_Tasks to perform_:
1/ Convert the rows from the line with "Target: dark hair" up to and including the line with "(1117, 452)" into a JSON list of strings, one string per line, leaving out any blank lines.
2/ Carry on the essay about Dom Vital and Brazil's Religious Affair from the point where it stops.

_Page extract_:
+++

The Young Friar and the Emperor

by O. M. Alves

Dom Vital and Emperor Pedro II
Dom Vital and Emperor Pedro II

On September 17, 1875, 130 years ago, an unwilling monarch signed the amnesty order releasing two incarcerated bishops and putting an end to the most dramatic episode in the history of Catholicism in the largest nation of Latin America. For almost three years, what had become known as the "Religious Affair" (Questão Religiosa) had agitated the whole Empire of Brazil — at the end of the terrible ordeal, the longest-serving cabinet in Brazilian parliamentary history had fallen, the Emperor had been forced to capitulate, and the centuries-old alliance between the Church and the House of Braganza had been irretrievably severed.

The Religious Affair in Brazil cannot be understood without proper knowledge of its main character: Bishop Vital Maria Gonçalves de Oliveira, a Capuchin friar, known simply as Dom Vital. This native of the northeastern province of Parahyba had begun his studies for the priesthood in the diocesan seminary of Olinda, and had pursued further studies at the renowned St. Sulpice Seminary in Paris, joining the Capuchins of Versailles shortly thereafter, in 1863. He was ordained to the priesthood while a friar in the Capuchin convent of Toulouse, in 1868.

Upon his return to Brazil, he taught in the diocesan seminary of São Paulo and, after a few years, was surprisingly called upon by the imperial government to fill the vacant see of Olinda — at the age of twenty-six. Though the young friar was reluctant to accept the post, Blessed Pius IX agreed with the imperial indication and nominated him to the episcopate.

Dom Vital began his episcopal ministry in May 1872. An agitated Freemasonry, rattled by the suspension of a Freemason priest by the bishop of Rio de Janeiro earlier in the year, was eager to provoke the clergy throughout the Empire — confident that the government of prime-minister Paranhos, the Viscount of Rio Branco who was also the Great-Master of the largest national Masonic association, would stand by it.

For decades, the male Catholic fraternities and sodalities throughout Brazil had included large numbers of Freemasons. The Catholic fraternities were powerful — in the Diocese of Olinda and in its main city of Recife where the episcopal palace was located, the fraternities owned some of the most important religious buildings. In the entire country, the Church was regarded by the government as a mere administrative office and relations between a largely liberal clergy and the Freemasonry were very amicable. Several priests were also Freemasons.

+++

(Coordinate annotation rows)
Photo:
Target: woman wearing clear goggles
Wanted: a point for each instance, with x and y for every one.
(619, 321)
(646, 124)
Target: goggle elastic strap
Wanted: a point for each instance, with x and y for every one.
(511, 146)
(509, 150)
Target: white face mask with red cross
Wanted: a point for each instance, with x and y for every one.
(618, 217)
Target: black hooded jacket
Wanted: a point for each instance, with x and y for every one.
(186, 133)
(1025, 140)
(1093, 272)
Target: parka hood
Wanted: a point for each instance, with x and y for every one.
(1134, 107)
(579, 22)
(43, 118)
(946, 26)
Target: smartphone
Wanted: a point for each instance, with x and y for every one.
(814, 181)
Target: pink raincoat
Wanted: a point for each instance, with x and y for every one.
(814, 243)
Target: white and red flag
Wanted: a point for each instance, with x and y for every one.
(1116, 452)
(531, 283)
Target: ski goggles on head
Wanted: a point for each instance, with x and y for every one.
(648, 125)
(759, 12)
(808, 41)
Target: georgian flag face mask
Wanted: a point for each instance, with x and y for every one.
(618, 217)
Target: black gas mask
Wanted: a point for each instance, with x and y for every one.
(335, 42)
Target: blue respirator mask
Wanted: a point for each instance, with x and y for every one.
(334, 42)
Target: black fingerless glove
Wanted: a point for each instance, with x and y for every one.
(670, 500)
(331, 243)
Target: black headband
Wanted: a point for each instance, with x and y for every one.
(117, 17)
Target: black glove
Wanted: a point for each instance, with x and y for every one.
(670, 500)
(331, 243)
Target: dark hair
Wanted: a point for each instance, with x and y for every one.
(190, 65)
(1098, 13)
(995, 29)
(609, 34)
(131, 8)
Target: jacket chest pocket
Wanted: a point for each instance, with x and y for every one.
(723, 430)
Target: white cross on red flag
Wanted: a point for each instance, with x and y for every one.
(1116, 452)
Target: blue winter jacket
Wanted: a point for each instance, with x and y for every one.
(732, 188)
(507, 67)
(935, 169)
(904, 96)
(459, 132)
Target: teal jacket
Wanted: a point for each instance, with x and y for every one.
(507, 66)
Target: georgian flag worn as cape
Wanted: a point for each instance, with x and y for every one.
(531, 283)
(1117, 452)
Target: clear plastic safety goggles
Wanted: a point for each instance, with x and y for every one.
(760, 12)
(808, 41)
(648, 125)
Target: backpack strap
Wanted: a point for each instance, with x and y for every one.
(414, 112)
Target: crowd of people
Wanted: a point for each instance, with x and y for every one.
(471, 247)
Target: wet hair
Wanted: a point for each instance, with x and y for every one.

+++

_Task-by-task outputs_:
1/
[
  "Target: dark hair",
  "Wanted: a point for each instance, with x and y for every one.",
  "(190, 65)",
  "(1098, 13)",
  "(995, 29)",
  "(609, 34)",
  "(131, 8)",
  "Target: jacket chest pocket",
  "Wanted: a point for each instance, with x and y for every one.",
  "(723, 430)",
  "Target: white cross on red flag",
  "Wanted: a point for each instance, with x and y for every one.",
  "(1116, 452)",
  "Target: blue winter jacket",
  "Wanted: a point for each instance, with x and y for every one.",
  "(732, 188)",
  "(507, 67)",
  "(935, 169)",
  "(904, 96)",
  "(459, 132)",
  "Target: teal jacket",
  "Wanted: a point for each instance, with x and y for every one.",
  "(507, 66)",
  "Target: georgian flag worn as cape",
  "Wanted: a point for each instance, with x and y for every one.",
  "(531, 283)",
  "(1117, 452)"
]

2/
Soon after his arrival at Olinda, Dom Vital faced several challenges to his authority by the Freemasons in the fraternities — and also virulent criticism from the Masonic press, which even published lists of fraternity members who were Freemasons, trusting that the young bishop would not do much. On December 28, 1872, Dom Vital issued his first statement on the matter, asking the parish priests to notify the Catholic fraternities that those Freemason members who refused to abjure their Masonic affiliation were to be expelled.

The canonical bases for the excommunication of Freemasons were clear and no pope had been more forceful in that regard than Pius IX. After three warnings to each fraternity, Dom Vital issued, on January 19, 1873, an interdict against each fraternity which had refused to expel its Masonic members — and forbidding the celebration of sacraments in their chapels and oratories.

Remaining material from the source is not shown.